EXERCISE TASK 1: Reproduce exactly the part of the course description that begins at the words "Instructor: Dr. Dmitry" and stops after the words "the course webpage.".

PASSAGE GIVEN:
• • • • • • •

Course Objectives: The course covers the qualitative theory of ordinary differential equations and dynamical systems. After an introduction of main elements of the ODE theory (existence, uniqueness, and smooth dependence, linear systems), properties of dynamical systems (stability theory, invariant manifolds, hyperbolic and center points) are studied. The course finishes at the theory of periodic and homoclinic solutions (Floquet multipliers, Poincare indices, Melnikov functions). Since this is the first graduate course in applied mathematics, the material does not include special and advanced topics, but focuses on general methods and theorems.
Syllabus: Ordinary differential equations: well-posed initial value problems (i.e. existence, uniqueness, continuation and continuous dependence), general non-autonomous linear systems, special linear systems (autonomous, periodic), classical stability theory, bifurcation and asymptotic methods.
Instructor: Dr. Dmitry Pelinovsky, HH-422, ext.23424, e-mail: firstname.lastname@example.org
Lectures: Monday, Wednesday (9:00-10:30), HH-312
Office hours: Monday, Wednesday (10:30-11:30)
"Ordinary Differential Equations: Qualitative Theory" by L. Barreira and C. Valls (AMS, 2012)
"Differential equations and dynamical systems" by L. Perko (Springer-Verlag, 2001), ISBN 0-387-95116-4
Assignments: Four home assignments will be distributed during the classes with specific deadlines. The texts for assignments and solutions will be posted on the course webpage.
Presentations: The course is completed by student presentations.
Presentation - 60%
Assignments - 40%

• • • • • • •

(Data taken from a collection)
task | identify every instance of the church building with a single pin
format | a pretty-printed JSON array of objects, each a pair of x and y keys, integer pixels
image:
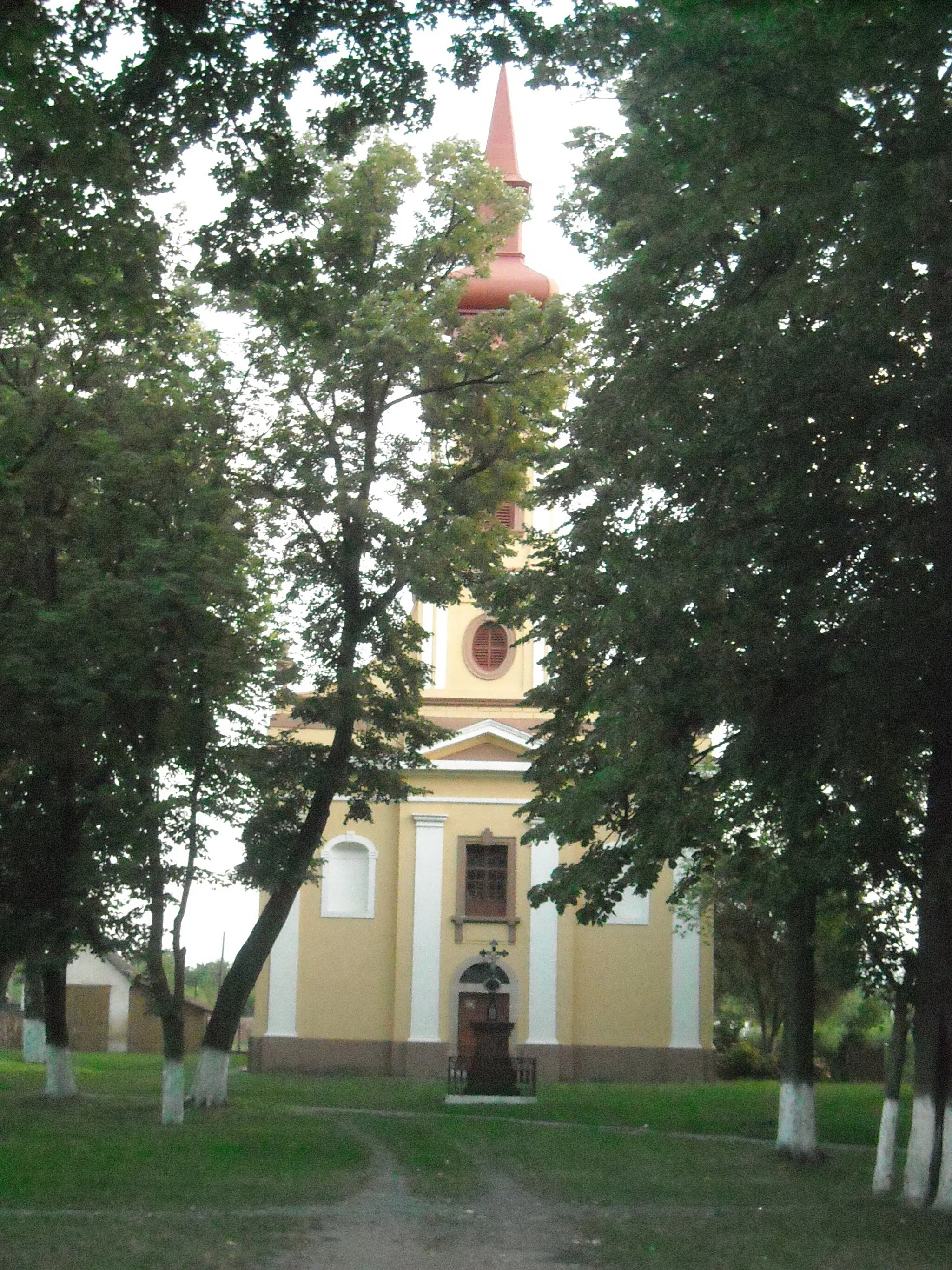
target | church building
[{"x": 379, "y": 967}]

• • • • • • •

EXERCISE TASK 2: Write out every line of the records above exactly, but leave the pictures out of your answer.

EXPECTED ANSWER 1:
Instructor: Dr. Dmitry Pelinovsky, HH-422, ext.23424, e-mail: firstname.lastname@example.org
Lectures: Monday, Wednesday (9:00-10:30), HH-312
Office hours: Monday, Wednesday (10:30-11:30)
"Ordinary Differential Equations: Qualitative Theory" by L. Barreira and C. Valls (AMS, 2012)
"Differential equations and dynamical systems" by L. Perko (Springer-Verlag, 2001), ISBN 0-387-95116-4
Assignments: Four home assignments will be distributed during the classes with specific deadlines. The texts for assignments and solutions will be posted on the course webpage.

EXPECTED ANSWER 2:
task | identify every instance of the church building with a single pin
format | a pretty-printed JSON array of objects, each a pair of x and y keys, integer pixels
image:
target | church building
[{"x": 379, "y": 967}]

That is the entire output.